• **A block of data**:
- - -
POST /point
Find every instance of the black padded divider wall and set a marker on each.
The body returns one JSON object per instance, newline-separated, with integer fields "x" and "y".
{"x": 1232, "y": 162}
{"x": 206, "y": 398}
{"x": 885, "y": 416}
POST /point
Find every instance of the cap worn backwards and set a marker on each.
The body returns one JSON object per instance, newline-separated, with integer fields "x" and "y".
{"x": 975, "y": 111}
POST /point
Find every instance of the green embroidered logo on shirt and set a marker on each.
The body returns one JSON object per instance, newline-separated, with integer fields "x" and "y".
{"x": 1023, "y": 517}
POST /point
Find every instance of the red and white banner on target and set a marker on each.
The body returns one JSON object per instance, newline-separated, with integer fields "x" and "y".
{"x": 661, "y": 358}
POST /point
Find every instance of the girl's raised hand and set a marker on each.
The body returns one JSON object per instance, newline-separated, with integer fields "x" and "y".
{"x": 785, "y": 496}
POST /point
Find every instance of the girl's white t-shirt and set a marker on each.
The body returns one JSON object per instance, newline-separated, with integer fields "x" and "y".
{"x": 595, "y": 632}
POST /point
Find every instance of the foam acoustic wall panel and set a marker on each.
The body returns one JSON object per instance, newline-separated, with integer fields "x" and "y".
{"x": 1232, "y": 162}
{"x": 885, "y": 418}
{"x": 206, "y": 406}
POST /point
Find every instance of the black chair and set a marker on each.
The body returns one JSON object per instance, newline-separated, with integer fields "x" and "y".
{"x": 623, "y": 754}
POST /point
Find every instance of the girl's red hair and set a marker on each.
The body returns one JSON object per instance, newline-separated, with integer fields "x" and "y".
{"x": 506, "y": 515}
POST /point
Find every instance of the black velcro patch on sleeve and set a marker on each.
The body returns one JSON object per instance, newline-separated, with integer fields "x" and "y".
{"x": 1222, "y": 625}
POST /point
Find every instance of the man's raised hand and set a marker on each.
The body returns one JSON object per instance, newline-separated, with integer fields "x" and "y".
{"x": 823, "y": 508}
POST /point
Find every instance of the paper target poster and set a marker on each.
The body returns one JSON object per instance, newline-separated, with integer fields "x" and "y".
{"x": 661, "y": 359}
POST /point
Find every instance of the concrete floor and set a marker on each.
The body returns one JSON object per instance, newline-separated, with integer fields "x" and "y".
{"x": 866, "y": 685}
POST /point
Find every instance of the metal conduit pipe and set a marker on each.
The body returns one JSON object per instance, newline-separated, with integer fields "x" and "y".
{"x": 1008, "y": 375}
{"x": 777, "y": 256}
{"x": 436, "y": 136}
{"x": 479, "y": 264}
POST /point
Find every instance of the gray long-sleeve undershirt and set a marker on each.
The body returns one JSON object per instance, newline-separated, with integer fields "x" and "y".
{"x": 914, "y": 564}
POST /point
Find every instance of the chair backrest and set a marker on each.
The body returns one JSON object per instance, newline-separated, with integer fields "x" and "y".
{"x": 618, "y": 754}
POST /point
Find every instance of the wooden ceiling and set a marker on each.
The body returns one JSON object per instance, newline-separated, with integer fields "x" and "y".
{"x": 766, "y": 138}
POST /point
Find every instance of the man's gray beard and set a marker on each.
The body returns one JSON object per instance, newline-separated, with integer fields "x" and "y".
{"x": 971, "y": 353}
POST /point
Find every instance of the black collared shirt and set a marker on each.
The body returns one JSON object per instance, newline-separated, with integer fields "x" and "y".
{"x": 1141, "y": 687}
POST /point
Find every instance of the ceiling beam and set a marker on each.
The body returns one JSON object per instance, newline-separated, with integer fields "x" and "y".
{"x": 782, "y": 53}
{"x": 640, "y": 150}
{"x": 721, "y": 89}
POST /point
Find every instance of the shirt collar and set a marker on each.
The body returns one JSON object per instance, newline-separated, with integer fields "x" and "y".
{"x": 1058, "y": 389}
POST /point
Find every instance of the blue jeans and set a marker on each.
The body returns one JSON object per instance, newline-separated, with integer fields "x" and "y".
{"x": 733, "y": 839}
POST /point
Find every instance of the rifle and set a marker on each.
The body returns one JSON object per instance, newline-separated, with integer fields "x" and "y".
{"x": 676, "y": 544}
- - -
• **Work required**:
Transcribe the data above in full, exactly.

• **Final result**:
POST /point
Find every instance of the black padded divider wall and set a marker on each.
The body returns one JSON object per instance, newline-separated, with integer fields "x" and "y".
{"x": 1232, "y": 162}
{"x": 206, "y": 398}
{"x": 885, "y": 416}
POST /point
Find every instance of the cap worn backwards and set a marker on each.
The body returns one JSON object per instance, newline-separated, with integer fields "x" and "y".
{"x": 975, "y": 111}
POST /point
Find every instance of the green embroidered logo on shirt and set a marker on each.
The body returns one JSON object per instance, newline-separated, with integer fields "x" and "y".
{"x": 1023, "y": 517}
POST /point
Find every instance of the red and white banner on target and set a marker on each.
The body returns one JSON object per instance, newline-separated, with integer fields "x" and "y".
{"x": 661, "y": 358}
POST /point
Find every instance of the girl's raised hand and set a marker on each.
The body returns one JSON object per instance, newline-separated, with integer fields "x" and "y".
{"x": 785, "y": 496}
POST /point
Find every instance of the girl's white t-shirt and set a marker on each.
The body returns one JSON object per instance, newline-separated, with integer fields "x" and "y".
{"x": 595, "y": 632}
POST /point
Find every instance of the foam acoustic wall panel and set a marker on each.
The body returns one JSON object per instance, newline-separated, with integer fields "x" and "y".
{"x": 1232, "y": 162}
{"x": 885, "y": 418}
{"x": 206, "y": 406}
POST /point
Find every instance of the black chair and set a marker on each.
The body returns one JSON object per instance, newline-separated, with integer fields "x" and "y".
{"x": 623, "y": 754}
POST /point
Find every instance of the girl's red hair and set a marker on each.
The body returns one JSON object per instance, newline-separated, with integer fields "x" and "y".
{"x": 506, "y": 515}
POST /point
Find every instance of the black velcro patch on sleeve and set a marker on each.
The body returns one JSON object per instance, newline-separated, with integer fields "x" and "y".
{"x": 1222, "y": 625}
POST /point
Find every instance of the man's raised hand and set a marker on each.
The body returns one JSON object per instance, newline-separated, with integer fields "x" and "y".
{"x": 823, "y": 508}
POST /point
Find every instance of the paper target poster and set a marker on each.
The body returns one JSON object per instance, newline-separated, with integer fields "x" and "y".
{"x": 661, "y": 359}
POST /point
Find every instance of the concrete floor and set a marker on each.
The body returns one JSON object per instance, newline-separated, with integer fields "x" and "y".
{"x": 866, "y": 685}
POST /point
Find every instance of the metal conduit pipe and set a marker on each.
The body returns one JSON object per instance, newline-separated, with integer fields "x" and "y".
{"x": 1008, "y": 375}
{"x": 777, "y": 256}
{"x": 436, "y": 136}
{"x": 479, "y": 264}
POST /point
Find every instance of the gray long-sleeve undershirt and set a marker on each.
The body returns one JSON object per instance, newline-separated, with integer fields "x" and "y".
{"x": 914, "y": 564}
POST /point
Find every instance of the chair backrest and set a marker on each.
The body returns one JSON object per instance, newline-separated, with integer fields "x" and "y".
{"x": 618, "y": 754}
POST /point
Find every instance of the wooden ceiling and set a marker on each.
The body returns one JSON object per instance, newline-separated, with integer fields "x" and "y".
{"x": 766, "y": 138}
POST /point
Find every instance of the man's gray beard and set a marker on each.
The body returns one JSON object per instance, newline-separated, with integer fields "x" and "y".
{"x": 971, "y": 353}
POST /point
Find every instance of the black collared shirt and set a marker on each.
The body returns one JSON object per instance, newline-separated, with integer fields "x" and "y".
{"x": 1141, "y": 687}
POST /point
Find every instance of the ceiling beam and set a marker on each.
The body returns one JSON object per instance, newline-separated, with integer fields "x" and "y".
{"x": 782, "y": 53}
{"x": 640, "y": 150}
{"x": 721, "y": 89}
POST /point
Find every instance of the shirt collar and set a marker on each.
The body returns one JSON object per instance, newline-separated, with integer fields "x" and "y".
{"x": 1058, "y": 389}
POST /point
Find every instance of the blue jeans and set a marker on each.
The body returns one JSON object per instance, newline-separated, with integer fields "x" and "y".
{"x": 733, "y": 839}
POST /point
Find every instance of the rifle and set a marker on each.
The body returns one JSON object per instance, newline-separated, with integer fields "x" and "y".
{"x": 676, "y": 544}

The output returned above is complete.